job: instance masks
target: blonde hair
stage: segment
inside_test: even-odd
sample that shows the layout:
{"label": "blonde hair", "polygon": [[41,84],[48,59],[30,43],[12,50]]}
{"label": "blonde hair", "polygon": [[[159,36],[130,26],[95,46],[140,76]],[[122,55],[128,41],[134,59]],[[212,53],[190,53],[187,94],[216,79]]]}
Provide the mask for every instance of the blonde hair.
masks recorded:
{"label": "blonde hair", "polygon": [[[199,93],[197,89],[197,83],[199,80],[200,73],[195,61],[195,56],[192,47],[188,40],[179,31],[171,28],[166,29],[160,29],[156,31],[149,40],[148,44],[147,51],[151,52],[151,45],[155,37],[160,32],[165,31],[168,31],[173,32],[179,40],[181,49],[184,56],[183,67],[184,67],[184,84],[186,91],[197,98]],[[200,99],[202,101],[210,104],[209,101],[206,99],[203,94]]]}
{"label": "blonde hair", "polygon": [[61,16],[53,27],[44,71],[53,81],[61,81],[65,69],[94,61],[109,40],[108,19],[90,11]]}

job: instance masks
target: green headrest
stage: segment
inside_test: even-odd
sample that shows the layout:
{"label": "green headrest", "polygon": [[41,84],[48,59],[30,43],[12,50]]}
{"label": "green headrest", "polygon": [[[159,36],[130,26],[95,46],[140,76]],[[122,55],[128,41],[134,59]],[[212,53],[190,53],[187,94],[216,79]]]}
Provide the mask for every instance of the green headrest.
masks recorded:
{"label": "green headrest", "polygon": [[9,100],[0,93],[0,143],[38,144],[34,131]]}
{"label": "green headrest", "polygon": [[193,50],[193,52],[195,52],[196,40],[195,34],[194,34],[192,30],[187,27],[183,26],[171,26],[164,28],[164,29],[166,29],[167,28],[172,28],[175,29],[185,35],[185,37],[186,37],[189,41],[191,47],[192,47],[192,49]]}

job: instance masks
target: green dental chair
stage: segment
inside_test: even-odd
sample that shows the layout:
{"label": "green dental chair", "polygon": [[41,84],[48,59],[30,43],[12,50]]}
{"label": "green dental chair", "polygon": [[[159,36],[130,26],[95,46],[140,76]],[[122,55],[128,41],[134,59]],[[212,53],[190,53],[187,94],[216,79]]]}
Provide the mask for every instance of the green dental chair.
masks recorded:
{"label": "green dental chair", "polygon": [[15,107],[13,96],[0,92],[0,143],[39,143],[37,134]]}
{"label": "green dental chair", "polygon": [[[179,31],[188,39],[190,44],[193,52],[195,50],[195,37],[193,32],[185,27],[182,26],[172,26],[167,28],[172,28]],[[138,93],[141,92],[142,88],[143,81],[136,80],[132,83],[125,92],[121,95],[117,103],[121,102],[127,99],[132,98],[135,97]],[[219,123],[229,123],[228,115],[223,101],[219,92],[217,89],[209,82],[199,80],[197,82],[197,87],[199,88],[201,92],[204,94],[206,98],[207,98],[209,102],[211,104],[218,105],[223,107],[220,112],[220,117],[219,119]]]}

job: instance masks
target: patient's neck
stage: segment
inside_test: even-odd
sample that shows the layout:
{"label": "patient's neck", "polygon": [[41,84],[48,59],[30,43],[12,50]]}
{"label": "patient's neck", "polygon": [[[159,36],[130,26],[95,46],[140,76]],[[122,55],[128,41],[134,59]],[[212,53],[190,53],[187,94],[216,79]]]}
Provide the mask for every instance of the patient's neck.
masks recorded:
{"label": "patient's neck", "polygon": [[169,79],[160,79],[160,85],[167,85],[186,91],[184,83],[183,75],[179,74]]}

········

The records above must be repeated exactly, every one of them.

job: instance masks
target: blonde hair
stage: segment
inside_test: even-odd
sample that shows the layout:
{"label": "blonde hair", "polygon": [[41,84],[48,59],[30,43],[12,50]]}
{"label": "blonde hair", "polygon": [[[159,36],[130,26],[95,46],[140,76]],[[122,55],[128,41],[134,59]],[[212,53],[190,53],[187,94],[216,79]]]}
Provide the mask for every instance of the blonde hair.
masks recorded:
{"label": "blonde hair", "polygon": [[[199,93],[197,89],[197,83],[199,80],[200,73],[195,61],[195,56],[192,47],[188,40],[179,31],[171,28],[166,29],[160,29],[156,31],[149,40],[148,44],[147,51],[151,52],[151,45],[155,37],[160,32],[165,31],[168,31],[173,32],[179,40],[181,49],[184,56],[183,67],[184,67],[184,84],[186,91],[197,98]],[[200,99],[202,101],[210,104],[209,101],[206,99],[203,94]]]}
{"label": "blonde hair", "polygon": [[61,16],[53,27],[44,71],[53,81],[61,81],[65,69],[94,61],[109,40],[108,19],[90,11]]}

job: instance masks
target: green headrest
stage: segment
inside_test: even-odd
sample that shows the layout:
{"label": "green headrest", "polygon": [[41,84],[48,59],[30,43],[12,50]]}
{"label": "green headrest", "polygon": [[[159,36],[130,26],[95,46],[140,76]],[[122,55],[128,41],[134,59]],[[212,53],[190,53],[187,94],[216,79]]]}
Provide the mask for every instance of the green headrest.
masks recorded:
{"label": "green headrest", "polygon": [[9,100],[0,93],[0,143],[38,144],[34,131]]}
{"label": "green headrest", "polygon": [[193,50],[193,52],[195,52],[196,40],[195,34],[194,34],[192,30],[187,27],[183,26],[171,26],[164,28],[164,29],[166,29],[167,28],[172,28],[175,29],[185,35],[185,37],[186,37],[189,41],[191,47],[192,47],[192,49]]}

job: instance masks
target: green dental chair
stage: segment
inside_test: even-odd
sample that shows the layout:
{"label": "green dental chair", "polygon": [[41,84],[48,59],[30,43],[12,50]]}
{"label": "green dental chair", "polygon": [[[159,36],[130,26],[95,46],[140,76]],[[122,55],[128,41],[134,59]],[[212,53],[190,53],[187,94],[216,79]]]}
Provide the mask for every instance of the green dental chair.
masks recorded:
{"label": "green dental chair", "polygon": [[15,107],[13,96],[0,92],[0,143],[39,143],[37,134]]}
{"label": "green dental chair", "polygon": [[[179,31],[188,39],[190,44],[193,52],[195,50],[195,37],[193,32],[185,27],[182,26],[172,26],[167,28],[172,28]],[[138,93],[141,92],[142,88],[143,81],[136,80],[132,83],[125,92],[121,95],[117,103],[121,102],[127,99],[132,98],[135,97]],[[219,123],[229,123],[228,115],[223,101],[219,92],[217,89],[209,82],[199,80],[197,82],[197,87],[199,88],[201,92],[204,94],[206,98],[207,98],[209,102],[211,104],[218,105],[223,107],[220,112],[220,117],[219,119]]]}

job: instance masks
target: patient's neck
stage: segment
inside_test: even-odd
sample that shows the layout:
{"label": "patient's neck", "polygon": [[41,84],[48,59],[30,43],[12,50]]}
{"label": "patient's neck", "polygon": [[[159,36],[130,26],[95,46],[140,76]],[[122,55],[128,41],[134,59]],[[212,53],[190,53],[187,94],[216,79]]]}
Provide the mask for every instance of the patient's neck.
masks recorded:
{"label": "patient's neck", "polygon": [[169,79],[160,79],[160,85],[167,85],[186,91],[184,83],[183,75],[179,74]]}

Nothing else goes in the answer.